Reading passage »
>> start
Young, on the other hand, said Merkel had made a series of blunders, the most serious of which was to “lay out the welcome mat for refugees without consultation with European neighbours… in order to expiate German war guilt.”

Young said that Britain’s exit from the EU would hopefully propel the institution towards reform or preferably allow it to “deflate in a peaceable way rather than erupt in violence.”

Piras struck back that “before throwing our toys out the pram”, we should ask how we can fix the European Union. Nougayrède agreed, insisting that the EU may prove to be an “easy punching ball”, but it is not true that the institution cannot reform.

Luyendijk offered a European perspective on Brexit, telling the audience that there is little interest in the UK among European leaders. “The refugee crisis is a big issue, not you,” he said.

Asked to give their predictions for how Europe would look in 10 years’ time, Luyendijk said: “We will look back and wonder why we wasted so much time on things like Brexit while other bigger issues were left untouched.”
>> end
[Source data]
>> start
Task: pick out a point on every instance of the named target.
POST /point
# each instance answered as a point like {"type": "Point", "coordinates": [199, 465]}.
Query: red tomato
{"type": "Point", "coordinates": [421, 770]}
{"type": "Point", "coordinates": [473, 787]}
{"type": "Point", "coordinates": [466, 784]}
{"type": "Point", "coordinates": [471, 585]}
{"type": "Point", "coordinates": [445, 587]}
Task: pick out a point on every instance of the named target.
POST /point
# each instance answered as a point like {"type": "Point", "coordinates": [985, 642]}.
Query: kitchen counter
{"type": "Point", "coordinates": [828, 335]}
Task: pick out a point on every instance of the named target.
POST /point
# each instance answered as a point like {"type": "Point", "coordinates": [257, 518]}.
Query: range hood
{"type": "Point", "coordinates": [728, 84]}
>> end
The tasks »
A – Reproduce the entire passage on Brexit and the future of Europe word for word.
B – From the records, pull out each line containing the string "like" and list those lines.

Exercise solutions »
A –
Young, on the other hand, said Merkel had made a series of blunders, the most serious of which was to “lay out the welcome mat for refugees without consultation with European neighbours… in order to expiate German war guilt.”

Young said that Britain’s exit from the EU would hopefully propel the institution towards reform or preferably allow it to “deflate in a peaceable way rather than erupt in violence.”

Piras struck back that “before throwing our toys out the pram”, we should ask how we can fix the European Union. Nougayrède agreed, insisting that the EU may prove to be an “easy punching ball”, but it is not true that the institution cannot reform.

Luyendijk offered a European perspective on Brexit, telling the audience that there is little interest in the UK among European leaders. “The refugee crisis is a big issue, not you,” he said.

Asked to give their predictions for how Europe would look in 10 years’ time, Luyendijk said: “We will look back and wonder why we wasted so much time on things like Brexit while other bigger issues were left untouched.”

B –
# each instance answered as a point like {"type": "Point", "coordinates": [199, 465]}.
# each instance answered as a point like {"type": "Point", "coordinates": [985, 642]}.
# each instance answered as a point like {"type": "Point", "coordinates": [257, 518]}.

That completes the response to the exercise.